Recorded data
* * * *
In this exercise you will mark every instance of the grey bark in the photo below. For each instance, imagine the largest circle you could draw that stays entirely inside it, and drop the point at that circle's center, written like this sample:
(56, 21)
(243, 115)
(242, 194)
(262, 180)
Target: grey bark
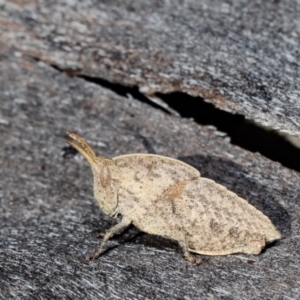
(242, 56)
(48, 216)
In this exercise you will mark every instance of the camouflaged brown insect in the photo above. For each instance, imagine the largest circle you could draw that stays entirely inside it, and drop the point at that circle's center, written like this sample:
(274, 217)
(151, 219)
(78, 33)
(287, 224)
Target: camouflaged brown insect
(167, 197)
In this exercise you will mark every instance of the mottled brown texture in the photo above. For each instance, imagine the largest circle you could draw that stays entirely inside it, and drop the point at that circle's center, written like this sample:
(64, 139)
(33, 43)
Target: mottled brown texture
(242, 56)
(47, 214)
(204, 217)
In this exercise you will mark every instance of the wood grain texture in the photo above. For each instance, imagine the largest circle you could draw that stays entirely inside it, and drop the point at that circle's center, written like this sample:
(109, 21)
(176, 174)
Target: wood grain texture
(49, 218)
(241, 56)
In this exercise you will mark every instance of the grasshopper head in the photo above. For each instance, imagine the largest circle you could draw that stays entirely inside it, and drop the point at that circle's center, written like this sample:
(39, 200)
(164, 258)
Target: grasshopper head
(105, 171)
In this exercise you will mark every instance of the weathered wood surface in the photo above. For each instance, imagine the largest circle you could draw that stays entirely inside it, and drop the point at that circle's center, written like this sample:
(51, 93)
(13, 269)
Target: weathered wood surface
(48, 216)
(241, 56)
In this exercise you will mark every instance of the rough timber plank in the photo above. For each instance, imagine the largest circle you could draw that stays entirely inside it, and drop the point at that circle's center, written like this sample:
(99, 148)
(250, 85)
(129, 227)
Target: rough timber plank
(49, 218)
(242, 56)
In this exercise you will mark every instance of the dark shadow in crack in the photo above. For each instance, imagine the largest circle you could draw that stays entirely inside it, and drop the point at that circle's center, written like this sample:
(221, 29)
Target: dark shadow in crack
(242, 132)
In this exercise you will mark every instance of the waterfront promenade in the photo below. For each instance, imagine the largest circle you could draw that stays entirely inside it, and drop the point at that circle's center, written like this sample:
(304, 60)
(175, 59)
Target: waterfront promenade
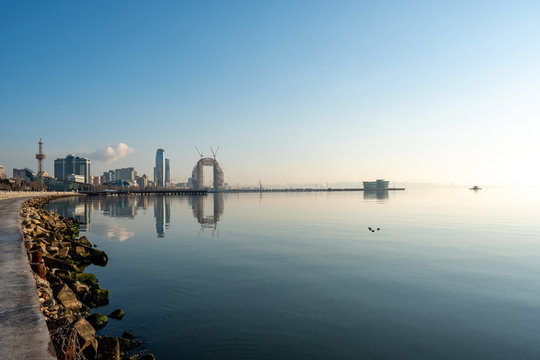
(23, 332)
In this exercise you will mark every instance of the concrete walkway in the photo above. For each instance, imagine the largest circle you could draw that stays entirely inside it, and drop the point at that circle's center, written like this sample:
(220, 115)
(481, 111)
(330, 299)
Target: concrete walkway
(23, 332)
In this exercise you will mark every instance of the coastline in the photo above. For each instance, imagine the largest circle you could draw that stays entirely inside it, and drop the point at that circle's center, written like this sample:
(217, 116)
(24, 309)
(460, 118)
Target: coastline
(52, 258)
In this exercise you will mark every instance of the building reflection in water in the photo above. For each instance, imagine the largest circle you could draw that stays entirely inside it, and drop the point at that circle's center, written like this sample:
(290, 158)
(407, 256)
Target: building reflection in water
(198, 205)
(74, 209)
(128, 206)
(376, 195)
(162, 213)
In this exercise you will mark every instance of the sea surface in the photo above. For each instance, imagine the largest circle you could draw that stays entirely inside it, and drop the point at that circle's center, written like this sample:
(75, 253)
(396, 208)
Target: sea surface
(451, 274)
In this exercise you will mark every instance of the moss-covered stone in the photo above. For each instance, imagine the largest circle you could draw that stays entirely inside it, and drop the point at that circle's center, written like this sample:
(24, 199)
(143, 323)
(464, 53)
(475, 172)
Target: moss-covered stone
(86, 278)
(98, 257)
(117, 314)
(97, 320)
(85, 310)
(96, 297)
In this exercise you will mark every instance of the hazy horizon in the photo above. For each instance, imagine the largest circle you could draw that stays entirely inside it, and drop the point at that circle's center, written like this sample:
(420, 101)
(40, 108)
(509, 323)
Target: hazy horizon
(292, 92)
* * * *
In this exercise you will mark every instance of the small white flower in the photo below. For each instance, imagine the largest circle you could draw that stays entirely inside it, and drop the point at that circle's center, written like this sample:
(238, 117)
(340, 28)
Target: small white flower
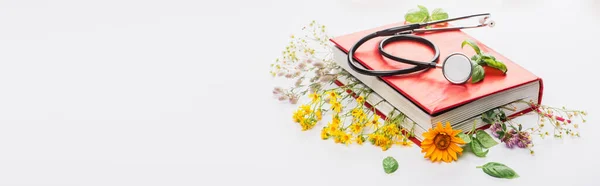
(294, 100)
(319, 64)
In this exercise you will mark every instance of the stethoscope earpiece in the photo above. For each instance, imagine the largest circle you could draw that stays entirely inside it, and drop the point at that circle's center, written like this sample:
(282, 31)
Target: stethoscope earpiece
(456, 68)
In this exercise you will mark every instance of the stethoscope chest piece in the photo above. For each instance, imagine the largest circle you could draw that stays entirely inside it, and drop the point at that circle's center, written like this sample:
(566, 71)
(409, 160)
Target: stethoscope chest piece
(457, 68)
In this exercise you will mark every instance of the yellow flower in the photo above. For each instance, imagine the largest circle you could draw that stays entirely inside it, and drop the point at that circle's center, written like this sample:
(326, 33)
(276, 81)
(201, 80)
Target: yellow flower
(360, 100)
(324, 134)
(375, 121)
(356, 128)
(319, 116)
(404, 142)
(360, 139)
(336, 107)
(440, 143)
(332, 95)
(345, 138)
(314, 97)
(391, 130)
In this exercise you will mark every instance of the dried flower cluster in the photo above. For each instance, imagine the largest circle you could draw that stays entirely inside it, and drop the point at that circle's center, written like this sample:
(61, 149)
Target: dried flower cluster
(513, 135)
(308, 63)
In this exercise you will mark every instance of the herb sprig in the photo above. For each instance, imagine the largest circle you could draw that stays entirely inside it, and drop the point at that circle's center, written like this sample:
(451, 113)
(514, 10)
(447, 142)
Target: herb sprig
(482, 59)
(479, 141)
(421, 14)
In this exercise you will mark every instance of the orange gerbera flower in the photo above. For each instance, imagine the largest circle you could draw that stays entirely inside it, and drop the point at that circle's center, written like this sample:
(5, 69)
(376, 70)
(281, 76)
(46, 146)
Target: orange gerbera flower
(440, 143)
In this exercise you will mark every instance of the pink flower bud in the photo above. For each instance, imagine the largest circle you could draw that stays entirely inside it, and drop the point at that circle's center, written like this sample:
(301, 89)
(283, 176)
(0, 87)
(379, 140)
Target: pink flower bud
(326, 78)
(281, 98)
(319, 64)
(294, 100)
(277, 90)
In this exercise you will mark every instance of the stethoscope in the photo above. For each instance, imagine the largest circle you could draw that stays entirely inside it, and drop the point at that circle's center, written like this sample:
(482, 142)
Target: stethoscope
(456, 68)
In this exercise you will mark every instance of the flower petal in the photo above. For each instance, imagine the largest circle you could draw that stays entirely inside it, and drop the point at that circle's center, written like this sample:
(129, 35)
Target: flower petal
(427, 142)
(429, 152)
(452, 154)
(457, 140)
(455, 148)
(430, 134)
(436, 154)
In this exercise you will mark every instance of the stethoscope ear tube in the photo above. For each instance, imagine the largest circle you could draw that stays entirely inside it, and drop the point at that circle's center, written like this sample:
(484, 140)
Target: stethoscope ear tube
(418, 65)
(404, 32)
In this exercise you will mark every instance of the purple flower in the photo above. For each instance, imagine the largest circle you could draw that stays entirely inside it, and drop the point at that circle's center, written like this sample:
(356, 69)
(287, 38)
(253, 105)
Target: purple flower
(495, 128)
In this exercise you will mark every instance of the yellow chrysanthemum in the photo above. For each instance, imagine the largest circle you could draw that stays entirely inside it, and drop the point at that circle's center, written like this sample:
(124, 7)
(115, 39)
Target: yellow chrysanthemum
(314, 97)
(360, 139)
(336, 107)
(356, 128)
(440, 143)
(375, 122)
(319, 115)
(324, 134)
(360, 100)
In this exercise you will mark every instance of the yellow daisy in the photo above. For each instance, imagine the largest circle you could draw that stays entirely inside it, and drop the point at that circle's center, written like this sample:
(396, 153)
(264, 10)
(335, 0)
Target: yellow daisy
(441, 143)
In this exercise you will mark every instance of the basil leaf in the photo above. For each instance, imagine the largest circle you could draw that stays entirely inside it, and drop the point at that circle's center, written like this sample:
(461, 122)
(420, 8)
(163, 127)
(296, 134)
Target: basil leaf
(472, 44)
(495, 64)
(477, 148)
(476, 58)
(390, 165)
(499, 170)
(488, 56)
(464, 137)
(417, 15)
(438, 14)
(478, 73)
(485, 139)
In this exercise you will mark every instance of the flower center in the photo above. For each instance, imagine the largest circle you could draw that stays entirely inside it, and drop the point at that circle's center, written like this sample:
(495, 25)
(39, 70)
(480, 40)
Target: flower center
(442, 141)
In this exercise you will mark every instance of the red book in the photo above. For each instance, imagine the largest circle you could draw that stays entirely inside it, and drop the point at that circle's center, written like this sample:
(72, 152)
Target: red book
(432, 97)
* * * *
- DIRECTIONS -
The answer must be every line from the records above that contains the word "below", copied in full.

- RESULT -
In this exercise you will mark every instance of the grey bark in the photo below. For each instance, imagine the largest circle you could draw that stays entirely inside it, and drop the point at that circle's center, written like this sample:
In this exercise you will mark every instance of the waterfront promenade in the photo below. For each instance, imagine the largest circle you could draw that stays entirely inside it, and drop the point at that circle's center, written like this sample:
In this exercise you will mark every instance of the small white flower in the photo below. For each instance, imagine the largest circle you could draw that stays entirely inside it, and drop the point at that circle's center, written like this sample:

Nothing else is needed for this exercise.